** 課題の指示 **
A - 紫外線対策についての文章のうち、「実はUVは攻めのケア。日中ダメージをブロックすれば、夜の美容が効率よく」から「セルを踏まないよう心がける。」までを、両端の語句も含めて一字一句そのまま書き写しなさい。
B - 紫外線対策についての文章によると、小林ひろ美さんは何歳まで日焼けをしていたか。

** 読解用の文章 **
%%
美容家 小林ひろ美さん
美・ファイン研究所主宰。簡単かつ手応えの高い美容メソッドと、キャッチーな言葉を駆使した、わかりやすい解説が人気。若いころ、日焼けしていたというのが嘘のように透明感のある肌は、アラフィーのお手本。
マスクをはずして「あれ!?」とならないように。肌が隠れていてもUVは絶対
「UVケアするのはあたりまえ」と知ってはいても、今は「マスクをしているから」「外出しないから」と紫外線への警戒感が薄れてきているのも確か。でも、マスクの摩擦で過敏になった肌が紫外線を受ければトラブルが出やすくなるし、在宅中も紫外線は窓から入ってくる。
「肌悩みのほとんどは光老化から。だからこそ日中、どうケアするかでエクラ世代の肌は変わってきます。今後、マスクをしない生活に戻ったとき、がっかりしないよう、UVケアはきちんと。また、日焼けは皮膚がんの原因になったりと、健康にも影響を与えます。年齢を重ねた今、健康のためにもUVケアは不可欠です」(小林ひろ美さん)
紫外線だってチリも積もれば山となる。昔のツケを将来に残さない
若いころ、日焼けし放題だった人も多いこの世代。
「実は私もそうで、32歳まで焼いていました。流行っていたし、『日焼けしているほうが美しい』という美意識だったんですよね。そんなふうに昔、焼いていた人は今、少しずつでも紫外線を浴びてしまうと、ある日最後のひと浴びで、コップにたまった水があふれるようにスイッチが入って、老化トラブルが噴き出すことも」
紫外線だってチリも積もれば山となる。「少しくらいならいいや」という油断が、エイジング加速のもとに。
実はUVは攻めのケア。日中ダメージをブロックすれば、夜の美容が効率よく
アラフィーでシミがあったら、もう手遅れ?
「しっかりお手入れすれば薄くなる可能性はあります。メラニンを代謝させる“めぐりケア”と保湿ケアを両輪で実行して」。そしてもちろんUVケア。紫外線でエイジングのアクセルを踏まないよう心がける。
%%
** 記録データ **
%%
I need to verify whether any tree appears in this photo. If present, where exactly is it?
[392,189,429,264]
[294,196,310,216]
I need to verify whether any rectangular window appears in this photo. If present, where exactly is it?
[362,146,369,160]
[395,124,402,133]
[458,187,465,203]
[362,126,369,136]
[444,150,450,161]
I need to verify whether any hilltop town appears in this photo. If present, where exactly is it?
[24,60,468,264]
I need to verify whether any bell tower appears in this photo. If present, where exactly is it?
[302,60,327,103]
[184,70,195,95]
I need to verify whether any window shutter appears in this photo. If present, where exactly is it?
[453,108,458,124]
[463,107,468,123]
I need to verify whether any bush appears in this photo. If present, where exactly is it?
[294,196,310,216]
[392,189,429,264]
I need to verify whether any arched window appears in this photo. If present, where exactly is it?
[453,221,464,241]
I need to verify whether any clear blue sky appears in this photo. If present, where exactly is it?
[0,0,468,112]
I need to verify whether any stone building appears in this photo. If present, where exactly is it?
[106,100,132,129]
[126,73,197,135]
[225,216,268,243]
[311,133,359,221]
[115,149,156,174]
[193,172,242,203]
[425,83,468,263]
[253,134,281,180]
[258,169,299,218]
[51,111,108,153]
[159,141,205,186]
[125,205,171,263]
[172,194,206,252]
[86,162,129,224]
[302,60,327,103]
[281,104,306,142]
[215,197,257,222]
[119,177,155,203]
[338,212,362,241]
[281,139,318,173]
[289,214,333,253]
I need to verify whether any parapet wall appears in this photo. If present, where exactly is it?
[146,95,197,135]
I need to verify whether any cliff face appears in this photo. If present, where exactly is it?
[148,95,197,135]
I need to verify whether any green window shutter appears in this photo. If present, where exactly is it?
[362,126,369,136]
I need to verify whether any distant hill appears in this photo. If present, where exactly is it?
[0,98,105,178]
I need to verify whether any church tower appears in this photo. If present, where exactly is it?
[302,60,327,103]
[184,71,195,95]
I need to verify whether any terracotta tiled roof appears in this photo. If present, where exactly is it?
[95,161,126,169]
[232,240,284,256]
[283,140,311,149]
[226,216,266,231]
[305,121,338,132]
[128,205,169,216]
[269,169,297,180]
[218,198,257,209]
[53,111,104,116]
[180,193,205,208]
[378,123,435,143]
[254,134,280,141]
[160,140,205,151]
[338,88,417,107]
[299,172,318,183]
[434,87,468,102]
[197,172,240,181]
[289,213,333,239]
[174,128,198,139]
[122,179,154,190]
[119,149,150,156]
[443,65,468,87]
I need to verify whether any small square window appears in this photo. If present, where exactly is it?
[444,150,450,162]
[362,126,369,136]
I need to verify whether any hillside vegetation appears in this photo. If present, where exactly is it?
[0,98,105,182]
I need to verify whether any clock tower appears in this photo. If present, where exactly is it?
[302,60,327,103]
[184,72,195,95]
%%
%%
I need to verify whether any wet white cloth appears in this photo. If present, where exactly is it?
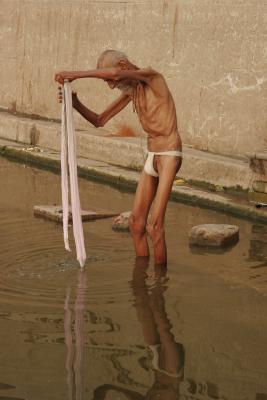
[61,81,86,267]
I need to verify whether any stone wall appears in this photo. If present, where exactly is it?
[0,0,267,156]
%%
** 課題の解答 **
A -
実はUVは攻めのケア。日中ダメージをブロックすれば、夜の美容が効率よく
アラフィーでシミがあったら、もう手遅れ?
「しっかりお手入れすれば薄くなる可能性はあります。メラニンを代謝させる“めぐりケア”と保湿ケアを両輪で実行して」。そしてもちろんUVケア。紫外線でエイジングのアクセルを踏まないよう心がける。

B - 32歳までです。